#### PROVIDED PASSAGE
▼
Two fictional characters, Val, a volunteer, and Sal, a salaried professional, last seen talking about the experience of volunteering, having been having a chat about what they’ve been getting up to recently.

Val – So, what have you been up to this month?

Sal – Lots – health and wellbeing policy, public health research funding applications, the state of the local health service.

Val – Anything you’d particularly like to talk about?

Sal – Well, I suppose the things that’s on everyone’s lips. You really can’t go to a work do or a social event without people bringing the subject up.

Val – The referendum?  But what’s that got to do with health and wellbeing?

Sal – Well, perhaps only second to the referendum in its profile.  I’m talking about STPs of course.

Val – STPs?  OK, you’ve got me.  Sexually transmitted … what?

Sal – No, more important (and perhaps more insidious and harmful) than that.  Sustainability and Transformation Plans.

Val – Glad you brought those up – we’re getting rather too many people reading these blogs so anything you can do to keep the numbers to a manageable-

Sal – OK, no need to be like that.  They’re important.

Val – Really?  Will they solve the problems of the health service?

Sal – there’s a chance they might help.  But there’s also a risk they could be just a bit disastrous.

Val – Not a fan then.  Can we just go back a few steps, remind me again, what are these sexually trans-

Sal – Sustainability and transformation plans.  Well, planning guidance at the end of last year [ref 1] said every area had to produce a one year operational plan and a five year sustainability and transformation plan.

Val – Sounds good to me (except perhaps for the soviet overtones) – a bit of long term planning.

Sal – And it was to be about integration – bringing different parts of the health system together, oh and local government.

Val – Integration – good.  That’s another thing on everyone’s lips.  And not forgetting local government, even if only as an afterthought.  I’m not quite getting why you’ve got this adverse reaction to them.

Sal – Well, the geographical areas these plans would cover were to be decided locally, and they were to be drawn up with the involvement of local people.

Val – No, I’m still not getting it.  It still sounds fine to me.

Sal – Except that’s not what happened.

Val – Don’t tell me – it’s one of those things that takes so long to get agreed, by the time you do, it’s too late to get anything useful done?

Sal – No, the first plans have to be submitted by the end of June.

Val – Well, that’s good.  Quick progress.  Submitted to whom?  To the Health and Wellbeing Board, to local people?
▲
#### GOALS
1. In the dialogue between Val and Sal, begin at the words "Val – Sounds" and stop after "fine to me.". Give that section again with "local government" swapped for "councils".
2. Answer these questions about the dialogue between Val and Sal:
(a) What does Sal say STPs stands for?
(b) According to Sal, what two plans did the planning guidance say every area had to produce?
(c) By when must the first plans be submitted?

[Stored items]
▼
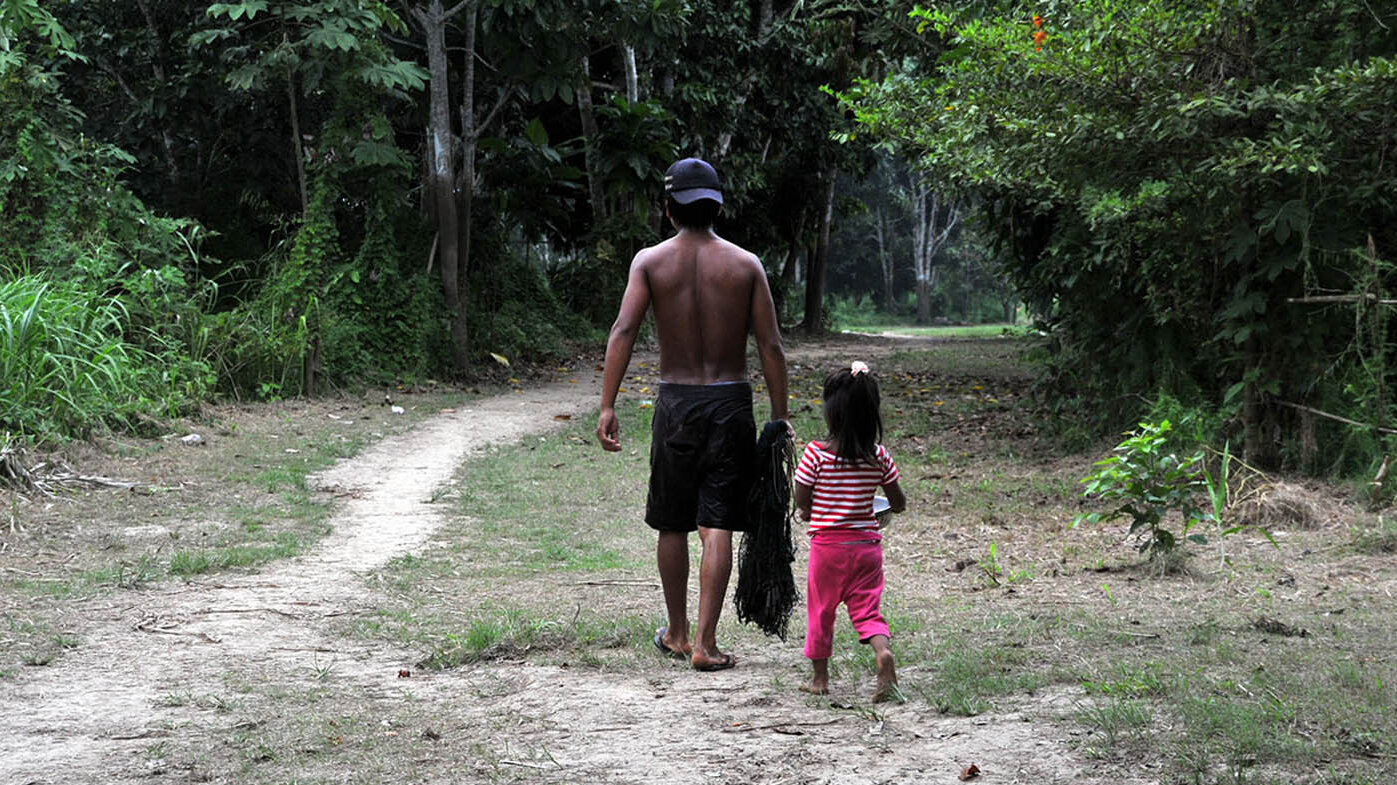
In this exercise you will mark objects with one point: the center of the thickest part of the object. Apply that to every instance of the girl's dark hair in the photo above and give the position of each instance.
(697, 215)
(851, 412)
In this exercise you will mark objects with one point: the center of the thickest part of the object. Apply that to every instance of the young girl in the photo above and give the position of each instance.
(834, 485)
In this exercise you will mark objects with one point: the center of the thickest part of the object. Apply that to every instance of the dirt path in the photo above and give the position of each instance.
(102, 701)
(147, 658)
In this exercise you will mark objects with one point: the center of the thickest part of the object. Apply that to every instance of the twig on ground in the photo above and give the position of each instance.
(524, 764)
(252, 611)
(777, 725)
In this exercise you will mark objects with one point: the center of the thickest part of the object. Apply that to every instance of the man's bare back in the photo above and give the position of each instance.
(707, 295)
(700, 288)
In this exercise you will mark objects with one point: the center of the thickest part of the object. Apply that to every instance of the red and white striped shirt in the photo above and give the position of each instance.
(843, 492)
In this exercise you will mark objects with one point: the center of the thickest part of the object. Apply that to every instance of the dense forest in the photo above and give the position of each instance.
(1192, 200)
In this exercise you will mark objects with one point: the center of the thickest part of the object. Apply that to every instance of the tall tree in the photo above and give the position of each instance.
(933, 219)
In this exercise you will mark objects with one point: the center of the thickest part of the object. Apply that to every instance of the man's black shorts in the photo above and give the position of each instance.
(701, 457)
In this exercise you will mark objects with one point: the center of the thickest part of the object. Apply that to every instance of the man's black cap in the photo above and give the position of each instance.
(690, 180)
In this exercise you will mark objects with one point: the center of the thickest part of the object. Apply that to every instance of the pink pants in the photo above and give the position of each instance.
(848, 573)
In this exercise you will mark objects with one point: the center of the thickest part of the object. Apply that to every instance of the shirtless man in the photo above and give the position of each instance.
(708, 295)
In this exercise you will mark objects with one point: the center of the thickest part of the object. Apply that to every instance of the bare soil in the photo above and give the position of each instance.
(145, 693)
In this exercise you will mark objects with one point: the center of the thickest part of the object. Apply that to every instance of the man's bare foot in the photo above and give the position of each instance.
(669, 646)
(887, 679)
(711, 661)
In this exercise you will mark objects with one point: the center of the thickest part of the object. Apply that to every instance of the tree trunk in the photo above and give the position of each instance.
(632, 77)
(924, 301)
(590, 138)
(470, 136)
(295, 141)
(884, 260)
(158, 67)
(1252, 407)
(820, 261)
(928, 236)
(440, 186)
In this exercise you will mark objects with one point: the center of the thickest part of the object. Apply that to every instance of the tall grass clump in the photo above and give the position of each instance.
(64, 362)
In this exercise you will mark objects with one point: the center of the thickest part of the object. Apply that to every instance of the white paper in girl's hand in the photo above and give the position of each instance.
(882, 510)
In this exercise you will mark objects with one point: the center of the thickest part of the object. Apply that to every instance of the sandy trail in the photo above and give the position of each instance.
(104, 699)
(91, 715)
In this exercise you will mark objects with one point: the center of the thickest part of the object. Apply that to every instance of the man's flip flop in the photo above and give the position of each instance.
(660, 644)
(728, 661)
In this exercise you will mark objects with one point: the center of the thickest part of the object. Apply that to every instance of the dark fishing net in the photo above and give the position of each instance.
(766, 591)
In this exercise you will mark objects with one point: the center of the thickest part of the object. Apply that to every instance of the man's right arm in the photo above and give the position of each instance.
(767, 333)
(619, 347)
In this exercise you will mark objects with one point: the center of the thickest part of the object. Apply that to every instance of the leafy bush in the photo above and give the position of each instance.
(1147, 482)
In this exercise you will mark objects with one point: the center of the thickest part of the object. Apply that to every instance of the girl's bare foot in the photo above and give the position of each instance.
(886, 678)
(819, 678)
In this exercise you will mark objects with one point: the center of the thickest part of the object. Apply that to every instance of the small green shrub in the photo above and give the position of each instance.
(1146, 482)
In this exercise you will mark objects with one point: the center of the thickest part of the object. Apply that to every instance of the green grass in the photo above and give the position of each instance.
(949, 331)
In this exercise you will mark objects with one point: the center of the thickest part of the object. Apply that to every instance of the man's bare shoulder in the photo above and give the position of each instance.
(738, 254)
(654, 254)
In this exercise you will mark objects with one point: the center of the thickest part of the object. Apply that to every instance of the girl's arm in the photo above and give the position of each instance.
(896, 499)
(803, 497)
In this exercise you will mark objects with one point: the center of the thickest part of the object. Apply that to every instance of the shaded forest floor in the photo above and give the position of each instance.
(464, 592)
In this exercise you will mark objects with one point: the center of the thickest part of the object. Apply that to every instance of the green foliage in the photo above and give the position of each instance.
(319, 41)
(1167, 176)
(64, 362)
(1147, 482)
(516, 312)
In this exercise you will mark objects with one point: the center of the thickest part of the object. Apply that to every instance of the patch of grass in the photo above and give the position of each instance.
(186, 563)
(1144, 680)
(964, 673)
(510, 633)
(1111, 720)
(947, 331)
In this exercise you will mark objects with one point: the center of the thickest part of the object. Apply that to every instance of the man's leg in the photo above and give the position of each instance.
(714, 569)
(672, 558)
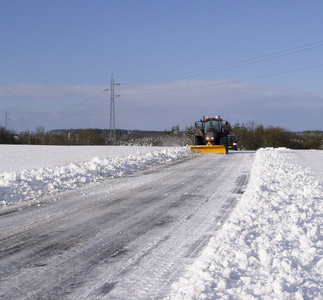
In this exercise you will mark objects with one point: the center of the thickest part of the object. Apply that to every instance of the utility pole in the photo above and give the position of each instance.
(112, 136)
(6, 120)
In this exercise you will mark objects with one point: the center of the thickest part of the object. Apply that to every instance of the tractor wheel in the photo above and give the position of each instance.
(224, 142)
(198, 140)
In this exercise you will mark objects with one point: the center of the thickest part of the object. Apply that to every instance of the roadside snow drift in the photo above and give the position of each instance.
(32, 184)
(271, 246)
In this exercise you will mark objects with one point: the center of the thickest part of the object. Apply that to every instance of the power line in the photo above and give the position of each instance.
(236, 64)
(229, 82)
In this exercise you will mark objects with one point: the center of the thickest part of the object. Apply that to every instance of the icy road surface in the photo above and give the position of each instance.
(123, 238)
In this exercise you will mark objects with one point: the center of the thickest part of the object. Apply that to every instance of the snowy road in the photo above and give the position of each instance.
(125, 238)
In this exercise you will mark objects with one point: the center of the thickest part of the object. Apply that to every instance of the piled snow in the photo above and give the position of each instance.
(31, 184)
(271, 246)
(26, 157)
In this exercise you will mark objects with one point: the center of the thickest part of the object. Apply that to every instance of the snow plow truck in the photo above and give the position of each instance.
(212, 137)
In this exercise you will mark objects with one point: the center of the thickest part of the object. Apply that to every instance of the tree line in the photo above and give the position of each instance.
(251, 137)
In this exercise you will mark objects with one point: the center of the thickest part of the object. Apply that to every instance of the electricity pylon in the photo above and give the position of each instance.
(112, 136)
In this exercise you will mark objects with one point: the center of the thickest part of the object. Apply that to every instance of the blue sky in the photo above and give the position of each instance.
(176, 61)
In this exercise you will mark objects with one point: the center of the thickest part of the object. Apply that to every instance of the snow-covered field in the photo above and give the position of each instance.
(271, 247)
(30, 172)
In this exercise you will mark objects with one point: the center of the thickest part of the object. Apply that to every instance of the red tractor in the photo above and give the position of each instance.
(213, 137)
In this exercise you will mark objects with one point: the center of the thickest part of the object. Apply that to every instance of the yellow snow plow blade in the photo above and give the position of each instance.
(213, 149)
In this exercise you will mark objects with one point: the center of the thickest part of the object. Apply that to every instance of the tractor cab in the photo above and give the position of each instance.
(212, 133)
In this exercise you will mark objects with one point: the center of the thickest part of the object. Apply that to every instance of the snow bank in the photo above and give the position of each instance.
(271, 246)
(32, 184)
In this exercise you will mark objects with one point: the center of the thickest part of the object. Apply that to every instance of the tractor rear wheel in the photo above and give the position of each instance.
(198, 140)
(224, 142)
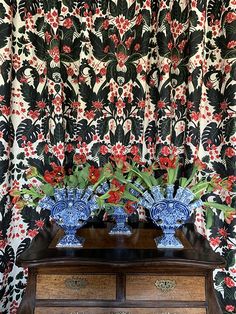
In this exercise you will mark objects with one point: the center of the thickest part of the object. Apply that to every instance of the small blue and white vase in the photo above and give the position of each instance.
(169, 212)
(70, 208)
(120, 217)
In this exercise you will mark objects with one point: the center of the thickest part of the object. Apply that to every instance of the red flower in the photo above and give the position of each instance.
(168, 162)
(229, 282)
(79, 159)
(230, 17)
(129, 207)
(105, 24)
(230, 152)
(223, 232)
(32, 233)
(68, 23)
(116, 185)
(103, 150)
(230, 308)
(200, 165)
(165, 151)
(39, 223)
(215, 241)
(94, 174)
(54, 177)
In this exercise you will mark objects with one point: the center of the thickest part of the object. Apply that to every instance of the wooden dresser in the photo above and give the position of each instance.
(120, 275)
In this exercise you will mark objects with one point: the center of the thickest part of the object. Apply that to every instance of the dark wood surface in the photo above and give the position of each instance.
(139, 248)
(122, 256)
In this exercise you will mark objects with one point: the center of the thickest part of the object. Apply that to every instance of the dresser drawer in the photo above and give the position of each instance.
(178, 288)
(91, 310)
(99, 287)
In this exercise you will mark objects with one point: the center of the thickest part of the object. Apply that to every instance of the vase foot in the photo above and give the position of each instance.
(168, 241)
(71, 241)
(125, 230)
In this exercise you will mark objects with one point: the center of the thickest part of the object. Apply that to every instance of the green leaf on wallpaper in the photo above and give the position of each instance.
(146, 16)
(229, 128)
(219, 278)
(164, 128)
(137, 126)
(119, 133)
(40, 148)
(103, 127)
(113, 8)
(5, 33)
(27, 131)
(2, 11)
(48, 189)
(162, 43)
(195, 39)
(3, 169)
(209, 218)
(131, 11)
(151, 132)
(211, 135)
(95, 148)
(122, 7)
(85, 130)
(126, 140)
(58, 133)
(40, 46)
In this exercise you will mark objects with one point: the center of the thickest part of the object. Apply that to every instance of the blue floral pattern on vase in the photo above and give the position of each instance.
(70, 208)
(121, 226)
(169, 212)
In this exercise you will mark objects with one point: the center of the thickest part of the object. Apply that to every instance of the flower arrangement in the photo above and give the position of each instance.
(167, 171)
(122, 188)
(82, 175)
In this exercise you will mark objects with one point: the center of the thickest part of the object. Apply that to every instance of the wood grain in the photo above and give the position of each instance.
(142, 287)
(77, 286)
(76, 310)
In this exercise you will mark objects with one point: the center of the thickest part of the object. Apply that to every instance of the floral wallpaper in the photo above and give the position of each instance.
(103, 77)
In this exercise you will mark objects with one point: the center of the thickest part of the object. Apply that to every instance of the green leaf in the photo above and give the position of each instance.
(122, 7)
(131, 11)
(229, 128)
(103, 127)
(224, 208)
(2, 11)
(129, 196)
(40, 46)
(212, 135)
(209, 218)
(48, 189)
(113, 8)
(85, 130)
(28, 130)
(194, 41)
(5, 32)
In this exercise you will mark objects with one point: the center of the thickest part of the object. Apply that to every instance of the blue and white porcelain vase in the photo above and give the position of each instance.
(120, 217)
(169, 212)
(70, 208)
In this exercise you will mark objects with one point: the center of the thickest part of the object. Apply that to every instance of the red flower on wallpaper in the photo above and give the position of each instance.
(229, 282)
(94, 174)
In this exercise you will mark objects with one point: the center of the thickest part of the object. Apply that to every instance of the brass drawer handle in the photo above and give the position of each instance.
(75, 283)
(165, 285)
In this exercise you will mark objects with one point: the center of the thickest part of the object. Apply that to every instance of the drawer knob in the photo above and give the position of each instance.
(75, 283)
(165, 285)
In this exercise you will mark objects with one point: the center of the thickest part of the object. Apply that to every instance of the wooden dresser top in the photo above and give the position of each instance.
(137, 249)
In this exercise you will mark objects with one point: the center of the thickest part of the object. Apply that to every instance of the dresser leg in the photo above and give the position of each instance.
(213, 304)
(28, 302)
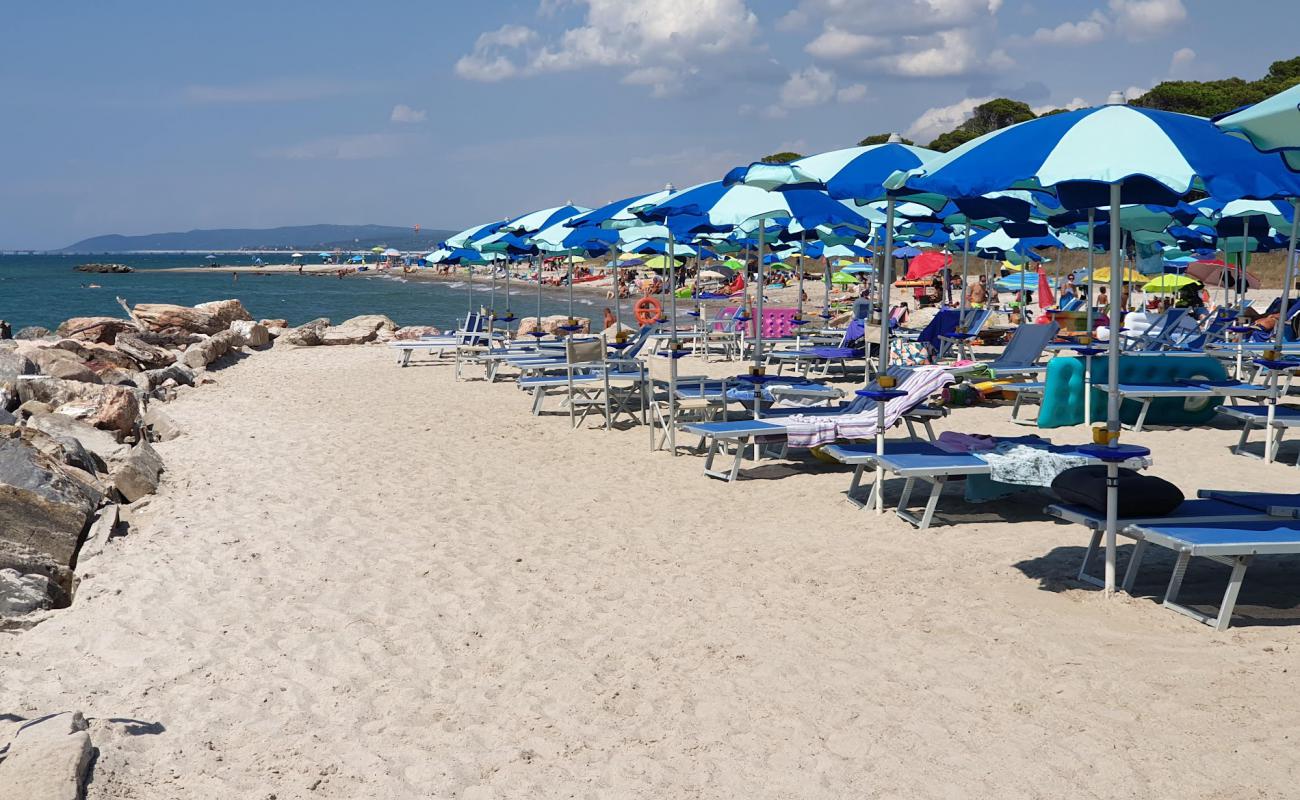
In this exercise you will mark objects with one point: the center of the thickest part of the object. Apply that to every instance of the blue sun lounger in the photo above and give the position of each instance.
(1234, 544)
(1207, 510)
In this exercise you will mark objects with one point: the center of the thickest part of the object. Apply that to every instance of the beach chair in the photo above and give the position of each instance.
(1022, 354)
(1234, 544)
(1273, 418)
(805, 358)
(676, 400)
(857, 419)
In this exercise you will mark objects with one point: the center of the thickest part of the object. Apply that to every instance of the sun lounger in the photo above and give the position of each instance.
(1251, 416)
(1234, 544)
(1207, 510)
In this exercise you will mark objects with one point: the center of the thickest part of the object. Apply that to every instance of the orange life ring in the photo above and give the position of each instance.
(648, 310)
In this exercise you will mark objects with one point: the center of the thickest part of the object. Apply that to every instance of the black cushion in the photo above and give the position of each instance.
(1139, 494)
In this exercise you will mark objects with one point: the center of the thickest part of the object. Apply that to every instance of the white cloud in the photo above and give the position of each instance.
(1086, 31)
(1181, 60)
(488, 61)
(943, 119)
(1071, 106)
(404, 113)
(852, 94)
(836, 43)
(948, 53)
(343, 148)
(1147, 18)
(657, 40)
(277, 90)
(810, 86)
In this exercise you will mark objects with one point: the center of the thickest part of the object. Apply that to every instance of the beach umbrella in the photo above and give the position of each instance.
(1164, 156)
(1168, 284)
(1270, 125)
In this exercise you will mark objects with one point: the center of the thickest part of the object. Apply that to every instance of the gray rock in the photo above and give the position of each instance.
(163, 427)
(31, 332)
(209, 350)
(64, 364)
(13, 364)
(254, 334)
(22, 593)
(48, 760)
(151, 357)
(42, 507)
(137, 475)
(307, 334)
(180, 373)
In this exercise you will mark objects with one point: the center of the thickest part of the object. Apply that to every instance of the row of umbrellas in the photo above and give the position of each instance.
(1057, 181)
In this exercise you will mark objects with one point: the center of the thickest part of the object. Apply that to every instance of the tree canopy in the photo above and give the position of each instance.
(781, 158)
(880, 139)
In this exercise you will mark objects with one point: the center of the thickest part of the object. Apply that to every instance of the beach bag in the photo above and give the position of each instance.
(910, 354)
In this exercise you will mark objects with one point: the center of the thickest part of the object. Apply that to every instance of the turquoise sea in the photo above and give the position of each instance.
(44, 290)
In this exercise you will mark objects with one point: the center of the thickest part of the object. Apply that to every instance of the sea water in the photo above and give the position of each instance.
(46, 290)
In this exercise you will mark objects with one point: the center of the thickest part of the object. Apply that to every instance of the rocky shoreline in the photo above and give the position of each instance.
(78, 411)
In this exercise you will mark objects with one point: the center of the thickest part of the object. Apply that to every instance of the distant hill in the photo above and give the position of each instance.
(297, 237)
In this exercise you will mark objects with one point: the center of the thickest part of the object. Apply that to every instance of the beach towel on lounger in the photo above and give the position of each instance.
(814, 431)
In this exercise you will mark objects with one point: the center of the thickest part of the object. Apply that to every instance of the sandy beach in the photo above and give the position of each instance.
(359, 580)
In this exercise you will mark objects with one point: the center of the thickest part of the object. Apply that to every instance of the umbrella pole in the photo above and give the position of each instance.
(618, 292)
(1288, 273)
(1088, 321)
(571, 289)
(1113, 385)
(883, 373)
(758, 315)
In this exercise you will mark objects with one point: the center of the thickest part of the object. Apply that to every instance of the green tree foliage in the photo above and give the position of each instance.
(1209, 98)
(987, 117)
(880, 139)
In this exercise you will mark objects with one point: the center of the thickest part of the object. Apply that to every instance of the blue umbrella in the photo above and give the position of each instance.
(850, 173)
(1164, 156)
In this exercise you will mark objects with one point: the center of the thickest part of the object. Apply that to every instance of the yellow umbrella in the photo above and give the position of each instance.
(1168, 284)
(1130, 276)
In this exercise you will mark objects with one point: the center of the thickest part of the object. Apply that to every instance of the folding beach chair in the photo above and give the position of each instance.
(677, 400)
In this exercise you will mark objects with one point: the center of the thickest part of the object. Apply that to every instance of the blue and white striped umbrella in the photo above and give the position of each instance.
(715, 206)
(850, 173)
(1162, 156)
(1270, 125)
(469, 236)
(540, 220)
(1108, 156)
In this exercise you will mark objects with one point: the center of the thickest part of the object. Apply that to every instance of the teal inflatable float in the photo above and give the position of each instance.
(1062, 397)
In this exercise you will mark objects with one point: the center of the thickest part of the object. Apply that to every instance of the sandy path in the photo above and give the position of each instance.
(367, 582)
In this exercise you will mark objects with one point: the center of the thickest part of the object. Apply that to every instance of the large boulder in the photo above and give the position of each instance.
(358, 331)
(254, 334)
(209, 350)
(12, 364)
(109, 407)
(165, 316)
(94, 328)
(43, 510)
(21, 593)
(61, 363)
(31, 332)
(48, 760)
(151, 357)
(137, 475)
(225, 311)
(414, 332)
(100, 444)
(176, 373)
(308, 334)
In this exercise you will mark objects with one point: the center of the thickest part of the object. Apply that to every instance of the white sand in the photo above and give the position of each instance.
(368, 582)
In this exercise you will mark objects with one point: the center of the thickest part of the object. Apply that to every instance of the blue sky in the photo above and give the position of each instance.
(146, 116)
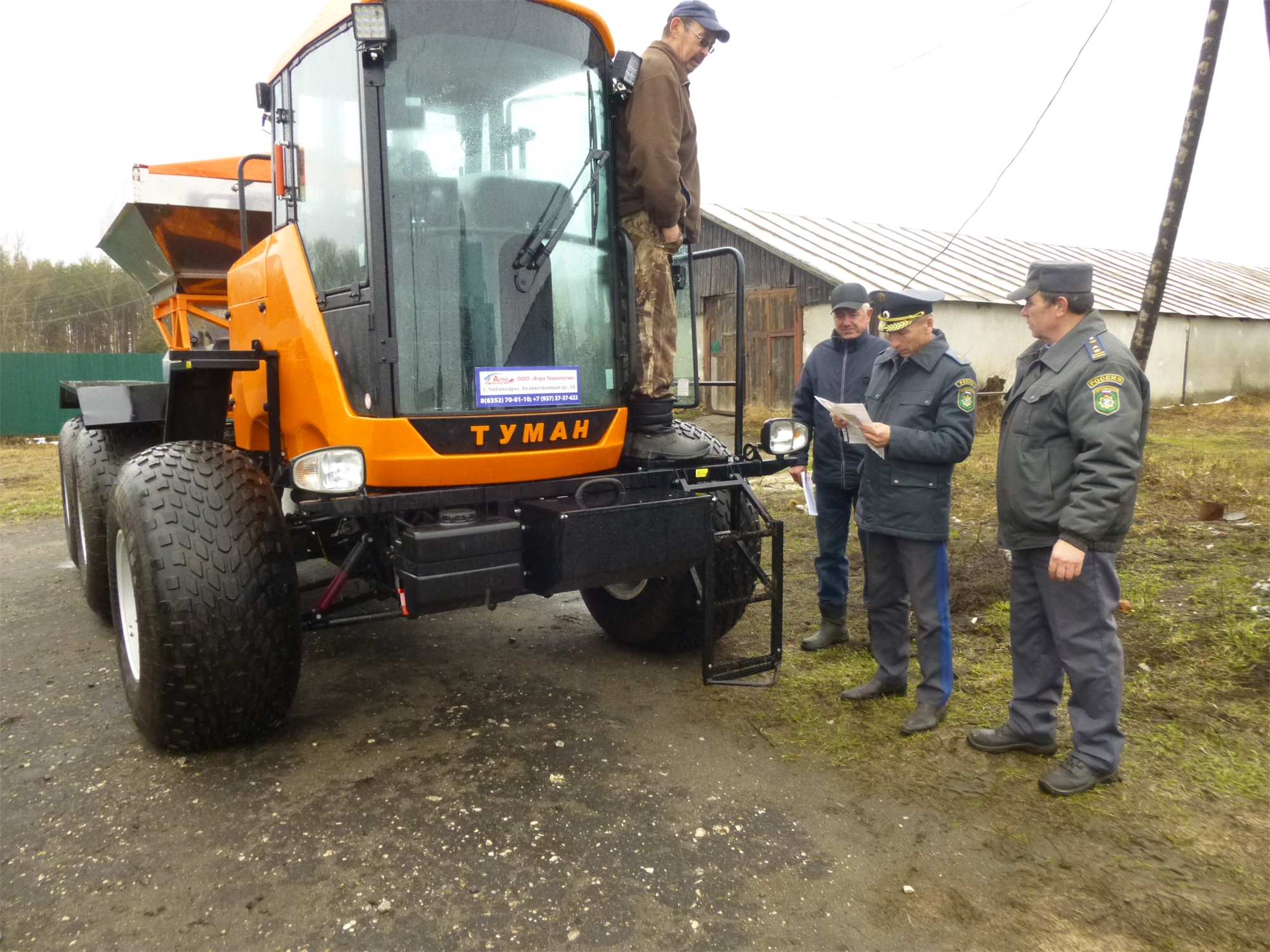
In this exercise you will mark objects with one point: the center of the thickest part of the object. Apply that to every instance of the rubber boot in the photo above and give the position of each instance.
(834, 629)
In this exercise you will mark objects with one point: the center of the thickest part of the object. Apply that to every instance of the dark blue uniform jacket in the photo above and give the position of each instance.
(929, 403)
(838, 370)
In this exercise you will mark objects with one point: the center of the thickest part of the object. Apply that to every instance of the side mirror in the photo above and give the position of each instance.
(782, 436)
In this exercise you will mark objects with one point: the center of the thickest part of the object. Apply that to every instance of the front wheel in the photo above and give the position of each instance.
(665, 615)
(100, 454)
(206, 602)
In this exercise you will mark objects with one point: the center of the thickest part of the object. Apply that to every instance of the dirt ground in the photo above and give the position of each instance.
(502, 780)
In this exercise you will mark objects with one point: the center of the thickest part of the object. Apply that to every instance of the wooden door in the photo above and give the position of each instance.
(774, 348)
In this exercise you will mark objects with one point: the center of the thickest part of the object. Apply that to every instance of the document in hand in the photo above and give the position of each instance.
(855, 417)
▲
#### CORRECT ANSWERS
1.
Val – Sounds good to me (except perhaps for the soviet overtones) – a bit of long term planning.

Sal – And it was to be about integration – bringing different parts of the health system together, oh and councils.

Val – Integration – good.  That’s another thing on everyone’s lips.  And not forgetting councils, even if only as an afterthought.  I’m not quite getting why you’ve got this adverse reaction to them.

Sal – Well, the geographical areas these plans would cover were to be decided locally, and they were to be drawn up with the involvement of local people.

Val – No, I’m still not getting it.  It still sounds fine to me.

2.
(a) Sustainability and Transformation Plans.
(b) A one year operational plan and a five year sustainability and transformation plan.
(c) By the end of June.